» **REQUIREMENTS**: Reproduce the material below line for line, without changing anything, and leave out the pictures.
* start *
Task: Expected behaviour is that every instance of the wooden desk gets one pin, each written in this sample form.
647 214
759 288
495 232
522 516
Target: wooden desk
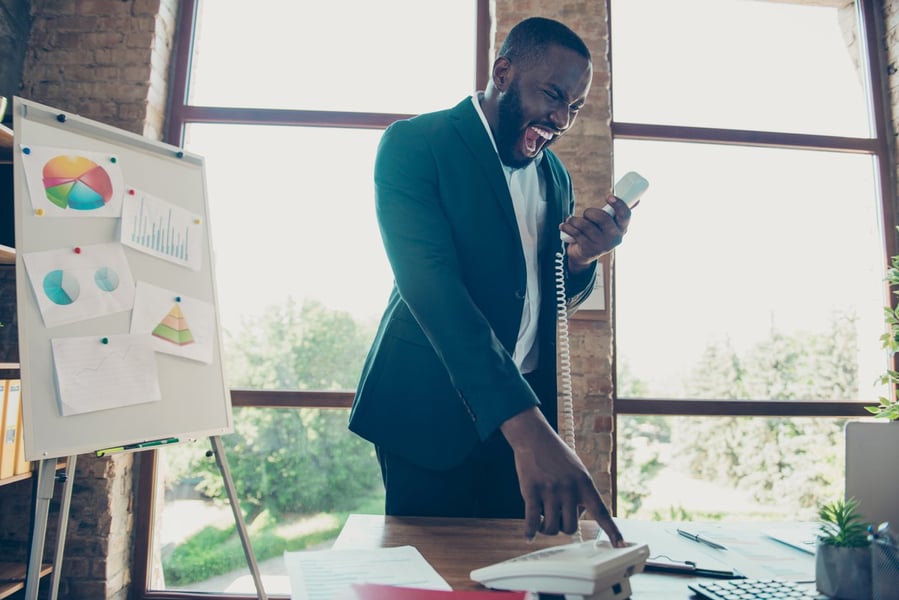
456 546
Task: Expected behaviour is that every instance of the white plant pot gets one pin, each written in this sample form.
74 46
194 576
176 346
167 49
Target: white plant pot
843 573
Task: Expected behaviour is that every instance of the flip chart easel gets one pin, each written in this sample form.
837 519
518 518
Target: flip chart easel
73 178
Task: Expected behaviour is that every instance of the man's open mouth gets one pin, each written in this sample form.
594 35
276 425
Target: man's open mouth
534 138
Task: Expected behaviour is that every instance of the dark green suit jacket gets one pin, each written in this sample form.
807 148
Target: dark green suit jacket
440 377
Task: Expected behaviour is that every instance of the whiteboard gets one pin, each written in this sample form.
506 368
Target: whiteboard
191 400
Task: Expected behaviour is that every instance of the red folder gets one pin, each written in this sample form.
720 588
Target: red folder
377 591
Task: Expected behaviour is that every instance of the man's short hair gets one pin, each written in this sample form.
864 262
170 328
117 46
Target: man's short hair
529 40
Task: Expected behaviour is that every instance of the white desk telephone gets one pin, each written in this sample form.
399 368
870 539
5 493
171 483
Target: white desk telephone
593 570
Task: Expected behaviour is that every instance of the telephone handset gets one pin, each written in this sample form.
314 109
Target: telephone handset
629 189
593 570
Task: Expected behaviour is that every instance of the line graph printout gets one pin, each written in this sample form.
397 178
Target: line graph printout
101 372
162 229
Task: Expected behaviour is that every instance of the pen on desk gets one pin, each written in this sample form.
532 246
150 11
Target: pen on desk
697 538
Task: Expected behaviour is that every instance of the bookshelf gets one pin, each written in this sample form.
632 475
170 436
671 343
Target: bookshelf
12 577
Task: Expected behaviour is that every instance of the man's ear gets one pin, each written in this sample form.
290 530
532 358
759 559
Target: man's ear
502 73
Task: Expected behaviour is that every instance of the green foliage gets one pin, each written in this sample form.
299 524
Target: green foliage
888 408
217 550
779 461
294 460
841 524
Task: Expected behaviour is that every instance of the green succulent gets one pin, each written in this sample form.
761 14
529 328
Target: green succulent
842 525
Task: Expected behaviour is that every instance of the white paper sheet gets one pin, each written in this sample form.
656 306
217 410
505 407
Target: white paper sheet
99 372
80 283
65 182
324 574
162 229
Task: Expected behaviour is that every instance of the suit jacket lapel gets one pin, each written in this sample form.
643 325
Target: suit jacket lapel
471 129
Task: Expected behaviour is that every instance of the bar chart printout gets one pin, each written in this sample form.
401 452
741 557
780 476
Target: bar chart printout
162 229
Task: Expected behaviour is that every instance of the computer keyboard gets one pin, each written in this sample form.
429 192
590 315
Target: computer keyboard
751 589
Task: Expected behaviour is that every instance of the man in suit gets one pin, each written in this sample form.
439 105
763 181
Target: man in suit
458 392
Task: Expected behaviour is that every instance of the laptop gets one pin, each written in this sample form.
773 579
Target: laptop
872 449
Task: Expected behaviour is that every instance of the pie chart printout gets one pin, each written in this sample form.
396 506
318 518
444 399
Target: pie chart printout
61 287
76 182
106 279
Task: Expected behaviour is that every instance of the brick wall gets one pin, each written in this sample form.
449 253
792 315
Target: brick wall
106 60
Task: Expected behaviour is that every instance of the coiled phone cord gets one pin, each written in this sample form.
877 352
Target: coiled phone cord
567 412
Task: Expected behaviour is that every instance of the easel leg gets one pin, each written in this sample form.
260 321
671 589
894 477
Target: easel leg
46 476
219 452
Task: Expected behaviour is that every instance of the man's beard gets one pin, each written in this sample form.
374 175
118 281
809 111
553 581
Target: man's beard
* end *
» **TASK RESPONSE**:
Task: Expected behaviour is that every instance of the wooden desk gets one pin, each written in this sample form.
647 214
759 288
495 232
522 516
Target: wooden desk
456 546
Task: Expected behaviour is that every instance of the white plant pot gets one pin, each written in this sample form.
74 46
194 576
176 346
167 49
Target: white plant pot
843 573
Task: Expected behaviour is that every instance of the flip chart easel gets one pin, each written in this sample form.
837 519
518 518
Target: flip chart easel
73 178
Task: Expected behaviour is that every instance of the man's open mouth gets one pin, each written in this sample form.
594 35
276 425
Target: man's open mouth
534 138
Task: Expected behaviour is that every instance of the dark green suit jacket gets one pin, each written in this sample form.
807 148
Target: dark green suit jacket
440 377
Task: Expected behaviour is that every instance of the whiteboard gets one pin, each written in this sample form.
506 368
Target: whiteboard
191 400
Task: Expected behaviour is that every instance of the red folder gets one pin, each written in this sample form.
720 588
Target: red folder
377 591
Task: Expected behaviour is that every instance of the man's short hair gets one pin, each written in this sample form.
864 262
170 328
117 46
Target: man's short hair
529 40
Task: Expected behaviour is that every instance of the white desk telephone gets one pin, each written in this sample form.
399 368
870 539
5 493
171 483
Target: white desk telephone
593 570
Task: Expected behaviour is that every instance of the telephone handset gets one pin, each written in this sample form.
314 109
Target: telephone handset
629 189
593 570
Task: Expected behaviour is that every instance of the line graph printout gets one pin, each written in this sample form.
397 178
Target: line graph printout
101 372
162 229
Task: Expected behaviour is that every instance of the pen on desk gets one pin, each written in this sample form.
532 246
150 11
Target: pen on desk
697 538
Task: Expected behaviour is that every instance of the bookshelf gets one pin, each written in this sample form.
632 475
170 436
671 343
Target: bookshelf
12 577
Task: Expected behaviour is that every instance of the man's ear gets one pin, each written in this sample form.
290 530
532 358
759 559
Target: man's ear
502 73
Task: Expected behaviour is that every instance of the green foliage gets one pin, each written in this sample form.
299 524
Target: green foliage
888 408
217 550
779 461
294 460
841 524
Task: Expected behaviour is that every instance of the green succulent gets one pin, each written in this sample form.
761 14
529 328
Target: green succulent
842 525
Task: Expected behaviour is that every instance of the white paper sheet gets one pin, each written in this sample form.
656 306
217 410
505 407
Target: white paper sheet
99 372
80 283
65 182
324 574
162 229
Task: Expected behaviour is that every instance of the suit jacket lapel gets one pin, each written in this sample form.
643 325
Target: suit jacket lapel
471 129
Task: Expected behaviour is that every instance of the bar chart printout gets one pin, each written in this sample form.
401 452
741 557
780 476
Target: bar chart printout
162 229
Task: Expected behaviour is that every instance of the computer keyboard gets one pin, each written in this sample form.
429 192
590 315
Target: computer keyboard
751 589
Task: Expected behaviour is that every instance of the man in suit gets one pin, each written in this sample form.
439 105
763 181
Target: man in suit
458 392
Task: Expected behaviour is that every instance of the laptop gets one pin, each written in this sample form.
773 579
Target: laptop
872 449
Task: Expected behaviour is that every instance of the pie chart printout gets one pin, each written in this sample form.
396 506
318 518
444 399
Target: pie chart printout
61 287
76 182
106 279
Task: Expected behaviour is that every instance of the brick wall gets one pin, each written in this sample form.
449 253
792 315
Target: brick wall
106 60
Task: Expected behaviour is that every instance of the coiled phone cord gets one pin, each written in this sample form.
877 352
Target: coiled phone cord
567 412
Task: Expected behaviour is that every instance of the easel leg gets one pin, each written in this sample form.
260 321
671 589
894 477
Target: easel leg
46 476
219 452
Task: Expected behaviour is that every instance of the man's beard gets one pin, each written in this sample form.
374 175
118 281
809 111
553 581
Target: man's beard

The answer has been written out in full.